[DOCUMENT PASSAGE]:
# "The Gunfighter" on FOX Movie Channel Today



## SayWhat? (Jun 7, 2009)

Gregory Peck, Karl Malden, Millard Mitchell

11:30 Central time

One of the better old 50's westerns

_Aging gunslinger, Jimmy Ringo, rides into a strange town where he's immediately recognized. As kids gather at the saloon windows to glimpse the killer and townsfolk gossip about his exploits, the town marshal tries to keep the peace. He wants Ringo out of town, but Ringo asks for a few hours' grace to see his sweetheart, whom he hasn't seen in more than eight years, and their son, whom he's never seen. Meanwhile, three angry cowboys are on his trail and the town's young hothead is scheming to see just how fast Jimmy is. Ringo wants to be left alone, to live with his family, maybe on a small ranch away from his reputation. But can he escape that reputation and find peace?_

http://www.imdb.com/title/tt0042531/

_John Wayne wanted to play Ringo. The story was purchased by Harry Cohn of Columbia Pictures for Wayne. But Wayne refused to work for Cohn, who had mistreated him nearly twenty years earlier when Wayne was beginning his career_

http://en.wikipedia.org/wiki/The_Gunfighter_(film)


----------



## CodyJ (Sep 7, 2010)

Thanks for the tip, keep 'em coming!


----------

[TO BE DONE]:
Transcribe everything in the forum thread about The Gunfighter from "http://www.imdb.com/title/tt0042531/" down to "keep 'em coming!". These rows have no connection to the forum thread.

Dataset excerpts on pointing at objects:
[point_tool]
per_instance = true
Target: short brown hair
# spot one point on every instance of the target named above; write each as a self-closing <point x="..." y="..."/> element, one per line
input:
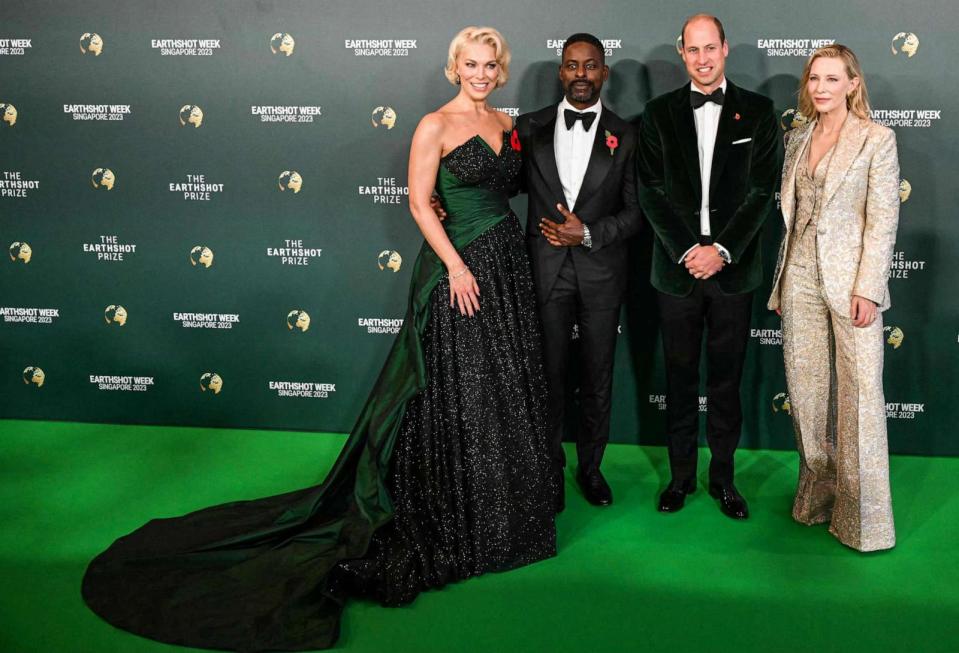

[THE RESPONSE]:
http://www.imdb.com/title/tt0042531/

_John Wayne wanted to play Ringo. The story was purchased by Harry Cohn of Columbia Pictures for Wayne. But Wayne refused to work for Cohn, who had mistreated him nearly twenty years earlier when Wayne was beginning his career_

http://en.wikipedia.org/wiki/The_Gunfighter_(film)


----------



## CodyJ (Sep 7, 2010)

Thanks for the tip, keep 'em coming!